[Stored data]
============================================================
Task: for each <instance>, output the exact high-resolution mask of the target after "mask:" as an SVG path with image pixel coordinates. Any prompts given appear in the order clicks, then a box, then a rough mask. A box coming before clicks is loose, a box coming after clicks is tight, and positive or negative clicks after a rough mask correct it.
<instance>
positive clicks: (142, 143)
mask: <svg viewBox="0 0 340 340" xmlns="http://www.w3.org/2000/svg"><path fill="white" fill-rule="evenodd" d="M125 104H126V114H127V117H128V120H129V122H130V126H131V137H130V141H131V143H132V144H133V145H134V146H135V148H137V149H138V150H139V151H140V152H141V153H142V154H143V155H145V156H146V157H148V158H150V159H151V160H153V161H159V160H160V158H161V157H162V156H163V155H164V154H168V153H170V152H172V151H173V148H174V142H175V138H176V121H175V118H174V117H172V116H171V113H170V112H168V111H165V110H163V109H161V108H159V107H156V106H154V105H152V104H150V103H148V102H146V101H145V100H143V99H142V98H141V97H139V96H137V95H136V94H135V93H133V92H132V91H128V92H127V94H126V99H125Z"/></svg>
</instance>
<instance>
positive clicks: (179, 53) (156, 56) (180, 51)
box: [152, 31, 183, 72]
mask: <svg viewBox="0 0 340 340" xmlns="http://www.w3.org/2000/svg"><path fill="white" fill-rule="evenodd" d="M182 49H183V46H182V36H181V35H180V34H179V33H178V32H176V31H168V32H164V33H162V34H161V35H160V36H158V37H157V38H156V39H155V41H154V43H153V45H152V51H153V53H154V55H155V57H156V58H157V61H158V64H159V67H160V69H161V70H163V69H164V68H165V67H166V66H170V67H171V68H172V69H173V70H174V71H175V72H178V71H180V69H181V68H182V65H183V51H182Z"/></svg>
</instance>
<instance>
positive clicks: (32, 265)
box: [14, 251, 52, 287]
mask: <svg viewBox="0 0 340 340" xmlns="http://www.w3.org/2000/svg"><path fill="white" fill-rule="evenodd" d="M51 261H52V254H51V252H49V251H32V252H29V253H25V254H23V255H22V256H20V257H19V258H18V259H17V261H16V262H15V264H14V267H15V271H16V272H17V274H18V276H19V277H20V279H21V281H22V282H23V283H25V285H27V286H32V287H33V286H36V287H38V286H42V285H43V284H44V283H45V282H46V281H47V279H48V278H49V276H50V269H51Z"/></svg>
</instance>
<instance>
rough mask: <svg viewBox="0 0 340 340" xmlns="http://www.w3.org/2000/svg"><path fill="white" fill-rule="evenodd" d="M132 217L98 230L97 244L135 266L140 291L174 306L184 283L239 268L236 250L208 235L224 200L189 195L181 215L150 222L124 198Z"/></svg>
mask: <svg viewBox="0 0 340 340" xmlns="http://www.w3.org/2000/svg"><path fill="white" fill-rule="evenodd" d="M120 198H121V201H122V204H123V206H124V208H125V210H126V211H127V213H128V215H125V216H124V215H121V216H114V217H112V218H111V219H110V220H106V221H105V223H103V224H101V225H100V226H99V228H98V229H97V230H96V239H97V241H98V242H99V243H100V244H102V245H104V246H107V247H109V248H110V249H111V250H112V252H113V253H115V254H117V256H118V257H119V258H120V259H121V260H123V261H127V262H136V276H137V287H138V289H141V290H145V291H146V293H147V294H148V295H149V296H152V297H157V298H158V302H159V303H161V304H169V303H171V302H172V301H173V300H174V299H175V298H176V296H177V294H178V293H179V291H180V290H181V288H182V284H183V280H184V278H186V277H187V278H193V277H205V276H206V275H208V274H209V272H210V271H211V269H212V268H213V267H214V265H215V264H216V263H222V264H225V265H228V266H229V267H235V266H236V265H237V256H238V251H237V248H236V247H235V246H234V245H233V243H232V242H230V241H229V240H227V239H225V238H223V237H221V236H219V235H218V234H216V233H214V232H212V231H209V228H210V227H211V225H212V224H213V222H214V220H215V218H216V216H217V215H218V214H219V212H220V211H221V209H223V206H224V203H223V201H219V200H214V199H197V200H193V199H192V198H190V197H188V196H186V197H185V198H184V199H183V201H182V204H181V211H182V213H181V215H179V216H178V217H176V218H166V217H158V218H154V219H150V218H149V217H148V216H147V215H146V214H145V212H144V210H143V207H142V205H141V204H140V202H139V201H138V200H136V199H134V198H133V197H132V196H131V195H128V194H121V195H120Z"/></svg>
============================================================
### Task description
Put down each entry again, unchanged and complete.

### Finished exercise
Task: for each <instance>, output the exact high-resolution mask of the target after "mask:" as an SVG path with image pixel coordinates. Any prompts given appear in the order clicks, then a box, then a rough mask. A box coming before clicks is loose, a box coming after clicks is tight, and positive or negative clicks after a rough mask correct it.
<instance>
positive clicks: (142, 143)
mask: <svg viewBox="0 0 340 340" xmlns="http://www.w3.org/2000/svg"><path fill="white" fill-rule="evenodd" d="M125 104H126V114H127V117H128V120H129V122H130V126H131V137H130V141H131V143H132V144H133V145H134V146H135V148H137V149H138V150H139V151H140V152H141V153H142V154H143V155H145V156H146V157H148V158H150V159H151V160H153V161H159V160H160V158H161V157H162V156H163V155H164V154H168V153H170V152H172V151H173V148H174V142H175V138H176V121H175V118H174V117H172V116H171V113H170V112H168V111H165V110H163V109H161V108H159V107H156V106H154V105H152V104H150V103H148V102H146V101H145V100H143V99H142V98H141V97H139V96H137V95H136V94H135V93H133V92H132V91H128V92H127V94H126V99H125Z"/></svg>
</instance>
<instance>
positive clicks: (179, 53) (156, 56) (180, 51)
box: [152, 31, 183, 72]
mask: <svg viewBox="0 0 340 340" xmlns="http://www.w3.org/2000/svg"><path fill="white" fill-rule="evenodd" d="M182 49H183V46H182V36H181V35H180V34H179V33H178V32H176V31H168V32H164V33H162V34H161V35H160V36H158V37H157V38H156V39H155V41H154V43H153V45H152V51H153V53H154V55H155V57H156V58H157V61H158V64H159V67H160V69H161V70H163V69H164V68H165V67H166V66H170V67H171V68H172V69H173V70H174V71H175V72H178V71H180V69H181V68H182V65H183V51H182Z"/></svg>
</instance>
<instance>
positive clicks: (32, 265)
box: [14, 251, 52, 287]
mask: <svg viewBox="0 0 340 340" xmlns="http://www.w3.org/2000/svg"><path fill="white" fill-rule="evenodd" d="M51 261H52V254H51V252H49V251H32V252H29V253H25V254H23V255H22V256H20V257H19V258H18V259H17V261H16V262H15V264H14V267H15V271H16V272H17V274H18V276H19V277H20V279H21V281H22V282H23V283H25V285H27V286H32V287H33V286H36V287H38V286H42V285H43V284H44V283H45V282H46V281H47V279H48V278H49V276H50V269H51Z"/></svg>
</instance>
<instance>
rough mask: <svg viewBox="0 0 340 340" xmlns="http://www.w3.org/2000/svg"><path fill="white" fill-rule="evenodd" d="M132 217L98 230L97 244L135 266L140 291L174 306L184 283L239 268L236 250L208 235L224 200L189 195L181 215L150 222L124 198Z"/></svg>
mask: <svg viewBox="0 0 340 340" xmlns="http://www.w3.org/2000/svg"><path fill="white" fill-rule="evenodd" d="M120 198H121V201H122V204H123V206H124V208H125V210H126V211H127V213H128V215H125V216H124V215H121V216H114V217H112V218H111V219H110V220H106V221H105V223H103V224H101V225H100V226H99V228H98V229H97V230H96V239H97V241H98V242H99V243H100V244H102V245H104V246H107V247H109V248H110V249H111V250H112V252H113V253H115V254H117V256H118V257H119V258H120V259H121V260H123V261H127V262H136V276H137V287H138V289H141V290H145V291H146V293H147V294H148V295H149V296H152V297H157V298H158V302H159V303H161V304H169V303H171V302H172V301H173V300H174V299H175V298H176V296H177V294H178V293H179V291H180V290H181V288H182V284H183V280H184V278H186V277H187V278H193V277H205V276H206V275H208V274H209V272H210V271H211V269H212V268H213V267H214V265H215V264H216V263H222V264H225V265H228V266H229V267H235V266H236V265H237V256H238V251H237V248H236V247H235V246H234V245H233V243H232V242H230V241H229V240H227V239H225V238H223V237H221V236H219V235H218V234H216V233H214V232H212V231H209V228H210V227H211V225H212V224H213V222H214V220H215V218H216V216H217V215H218V214H219V212H220V211H221V209H223V206H224V203H223V201H219V200H214V199H197V200H193V199H192V198H190V197H188V196H186V197H185V198H184V199H183V201H182V204H181V211H182V213H181V215H179V216H178V217H176V218H166V217H158V218H154V219H150V218H149V217H148V216H147V215H146V214H145V212H144V210H143V207H142V205H141V204H140V202H139V201H138V200H136V199H134V198H133V197H132V196H131V195H128V194H121V195H120Z"/></svg>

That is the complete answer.